» Passage shown:
^^^^^^^^
Two Ways to Worship: Cain and Abel
The first acts of worship are recorded in the book of Genesis in the story of Cain and Abel. Both of them made an offering before God (Genesis 4: 3). Abel’s offering was looked upon favourably while Cain’s was not (v. 4-5). At first glance, the rejection of Cain’s offering seems so arbitrary and unfair; after all they both offer equally valid sacrifices of their produce. Naturally enough, Cain is offended (v. 5) and so God speaks with Cain saying, “Why are you angry? Why is your face downcast? If you do what is right will you not be accepted?” (v. 6-7). To me, Cain’s anger seems perfectly justified. What did Cain do that was so wrong? And what did God mean by ‘do what is right?’
The offerings of Cain and Abel would appear superficially the same, but if we could see into their souls, we would then notice a clear contrast between their attitudes rather than the substance of what they offered. Cain was using worship as a means to acquire the favour of God. In this scenario, Cain is the ‘subject’ who is acting upon God as the ‘object.’ Cain is the initiator and God the responder; Cain acts on God to change something in God with the hope of securing a blessing from God. Cain’s worship is really all about himself—his performance, his spiritual status and his ‘rights’ to the acquisition of blessing.
^^^^^^^^
» Provided material:
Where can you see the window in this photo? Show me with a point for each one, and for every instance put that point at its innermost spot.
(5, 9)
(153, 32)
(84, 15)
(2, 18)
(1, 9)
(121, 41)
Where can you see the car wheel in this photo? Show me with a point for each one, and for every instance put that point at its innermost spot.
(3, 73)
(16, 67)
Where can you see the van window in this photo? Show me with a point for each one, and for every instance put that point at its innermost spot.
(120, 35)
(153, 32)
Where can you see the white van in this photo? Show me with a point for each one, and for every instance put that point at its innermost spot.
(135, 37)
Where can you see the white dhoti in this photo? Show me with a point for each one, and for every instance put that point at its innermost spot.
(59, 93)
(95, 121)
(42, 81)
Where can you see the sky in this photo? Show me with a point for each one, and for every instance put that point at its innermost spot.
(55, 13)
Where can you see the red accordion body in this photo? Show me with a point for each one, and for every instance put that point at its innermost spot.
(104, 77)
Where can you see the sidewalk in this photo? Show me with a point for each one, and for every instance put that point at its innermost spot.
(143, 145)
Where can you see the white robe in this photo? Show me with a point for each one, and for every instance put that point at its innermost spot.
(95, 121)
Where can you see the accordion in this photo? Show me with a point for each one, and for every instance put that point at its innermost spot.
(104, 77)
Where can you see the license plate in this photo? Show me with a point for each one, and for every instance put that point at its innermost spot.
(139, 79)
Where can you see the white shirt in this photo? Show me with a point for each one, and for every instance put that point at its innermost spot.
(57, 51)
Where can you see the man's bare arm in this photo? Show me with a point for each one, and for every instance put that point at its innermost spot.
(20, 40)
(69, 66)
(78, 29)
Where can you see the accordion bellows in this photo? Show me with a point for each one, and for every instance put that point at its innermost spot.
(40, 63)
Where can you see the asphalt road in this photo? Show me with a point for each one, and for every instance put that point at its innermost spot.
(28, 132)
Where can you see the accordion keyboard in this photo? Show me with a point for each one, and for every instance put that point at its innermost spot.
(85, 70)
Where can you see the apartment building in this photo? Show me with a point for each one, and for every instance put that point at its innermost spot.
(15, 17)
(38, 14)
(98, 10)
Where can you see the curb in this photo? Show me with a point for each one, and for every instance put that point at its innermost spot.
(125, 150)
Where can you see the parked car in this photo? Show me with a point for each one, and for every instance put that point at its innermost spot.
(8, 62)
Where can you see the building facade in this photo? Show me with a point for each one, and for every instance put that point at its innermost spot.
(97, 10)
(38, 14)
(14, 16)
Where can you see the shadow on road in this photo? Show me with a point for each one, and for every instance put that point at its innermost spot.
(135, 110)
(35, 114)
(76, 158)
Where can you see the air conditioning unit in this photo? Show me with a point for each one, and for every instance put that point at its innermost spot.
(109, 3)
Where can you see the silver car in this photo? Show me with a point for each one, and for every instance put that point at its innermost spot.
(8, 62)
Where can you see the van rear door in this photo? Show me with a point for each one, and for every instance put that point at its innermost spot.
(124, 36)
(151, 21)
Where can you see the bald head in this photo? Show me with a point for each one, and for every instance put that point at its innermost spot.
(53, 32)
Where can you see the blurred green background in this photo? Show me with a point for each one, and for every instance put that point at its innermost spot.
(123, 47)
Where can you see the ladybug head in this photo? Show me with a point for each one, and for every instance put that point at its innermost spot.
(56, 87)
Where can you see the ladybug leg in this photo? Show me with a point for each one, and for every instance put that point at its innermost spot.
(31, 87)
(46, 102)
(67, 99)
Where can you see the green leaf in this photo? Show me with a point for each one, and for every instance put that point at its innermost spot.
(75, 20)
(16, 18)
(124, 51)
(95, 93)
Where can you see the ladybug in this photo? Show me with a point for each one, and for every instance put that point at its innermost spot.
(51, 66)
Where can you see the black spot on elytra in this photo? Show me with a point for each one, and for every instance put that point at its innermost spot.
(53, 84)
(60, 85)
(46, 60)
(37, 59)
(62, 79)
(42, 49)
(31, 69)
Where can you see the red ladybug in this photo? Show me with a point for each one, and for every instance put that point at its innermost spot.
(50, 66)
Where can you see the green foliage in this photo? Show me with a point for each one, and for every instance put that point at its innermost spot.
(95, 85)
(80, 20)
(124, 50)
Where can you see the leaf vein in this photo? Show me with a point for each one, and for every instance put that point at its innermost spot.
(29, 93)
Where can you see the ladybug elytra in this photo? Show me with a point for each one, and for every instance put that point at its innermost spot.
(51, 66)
^^^^^^^^
» Tasks for this exercise:
- a) Can you rewrite the paragraph of the Cain and Abel passage that begins "The offerings of Cain and Abel would appear" as a short bulleted list that keeps its main points?
- b) Could you carry the Cain and Abel passage on past its final sentence?

» Answers given:
- a)
- On the surface the two offerings look alike. The real contrast lies in the brothers' attitudes, not in what they offered.
- Cain used worship as a means to gain God's favor.
- Cain is the "subject" and initiator. God is the "object" and responder.
- Cain acts on God to change something in God, hoping to secure a blessing.
- Cain's worship is about himself: his performance, his spiritual status and his "rights" to blessing.

- b)
The worship offered by Abel, on the other hand, is quite the opposite. Abel worshiped in response to the blessing of God and not in an attempt to secure it. Here we see God is the ‘subject’ who is acting upon Abel as the ‘object.’ God acts upon Abel, sustaining him, and providing for him, thereby changing something in Abel. The initiative of God is what engenders a response of gratitude and acknowledgement from Abel. The response of Abel is in deference to the glory of God: not the other way around.
These are the two essential forms of worship; and nothing has changed in the millennia since. Either we try to climb a ‘stairway to heaven’ through disciplined piety, religious observance, moral attainment, cultural conformity and a host of other predetermined external standards: or we must humble ourselves and let God rescue us from our fallen humanity.
True worship must be in the line of Abel, but what passes for worship is often little more than a contemporary version of Cain’s offering. Real faith is all about God, and what he has done, rather than being about ourselves, and what we have done. It’s letting God love you.